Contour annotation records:
»»
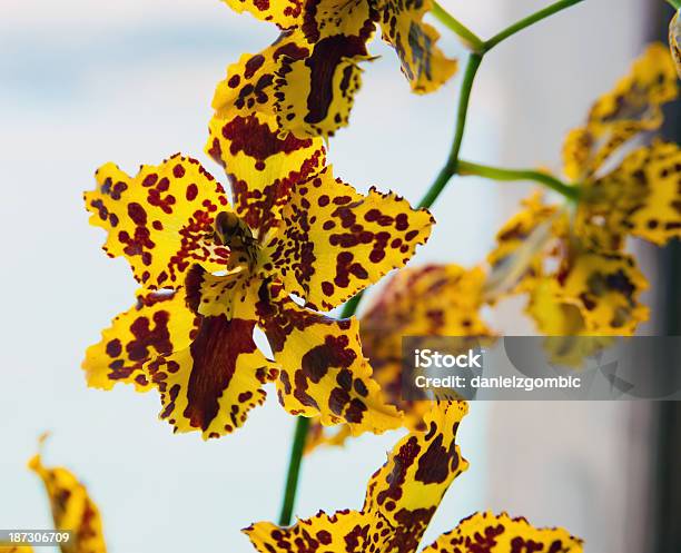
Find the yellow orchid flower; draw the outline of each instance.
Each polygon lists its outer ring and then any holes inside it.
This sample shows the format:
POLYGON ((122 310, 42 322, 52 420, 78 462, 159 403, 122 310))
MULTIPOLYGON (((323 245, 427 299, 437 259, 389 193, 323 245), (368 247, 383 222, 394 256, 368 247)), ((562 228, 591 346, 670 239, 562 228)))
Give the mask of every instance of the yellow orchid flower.
POLYGON ((205 438, 241 426, 269 381, 294 415, 347 423, 353 433, 399 426, 397 411, 378 397, 356 320, 316 309, 403 266, 433 219, 393 194, 358 194, 330 167, 309 162, 324 158, 309 141, 259 138, 243 135, 243 151, 231 146, 236 157, 245 152, 239 170, 272 180, 251 189, 231 179, 234 208, 185 156, 142 166, 135 177, 114 164, 98 170, 97 188, 86 194, 90 223, 107 230, 105 250, 130 263, 141 289, 88 349, 88 383, 156 387, 160 417, 205 438), (256 327, 274 362, 258 350, 256 327))
MULTIPOLYGON (((332 515, 319 511, 289 527, 258 522, 244 532, 260 553, 415 553, 445 492, 467 467, 456 445, 466 411, 465 402, 436 404, 424 418, 424 429, 414 429, 397 442, 371 477, 362 510, 332 515)), ((422 551, 578 553, 582 542, 562 529, 537 530, 505 513, 480 513, 422 551)))
POLYGON ((276 117, 283 132, 299 138, 333 135, 348 122, 359 63, 373 59, 366 45, 376 26, 415 92, 436 90, 456 71, 456 61, 436 47, 437 31, 423 21, 431 0, 224 1, 276 23, 282 33, 227 69, 213 101, 218 120, 247 109, 276 117))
««
▸ WHAT THIS TASK INVOLVES
Locate each line of the records that contains the word "instance" and copy those lines out. Treat case as significant.

▸ WRITTEN SOLUTION
Find the yellow orchid flower; draw the outline of each instance.
Give the mask of every instance of the yellow orchid flower.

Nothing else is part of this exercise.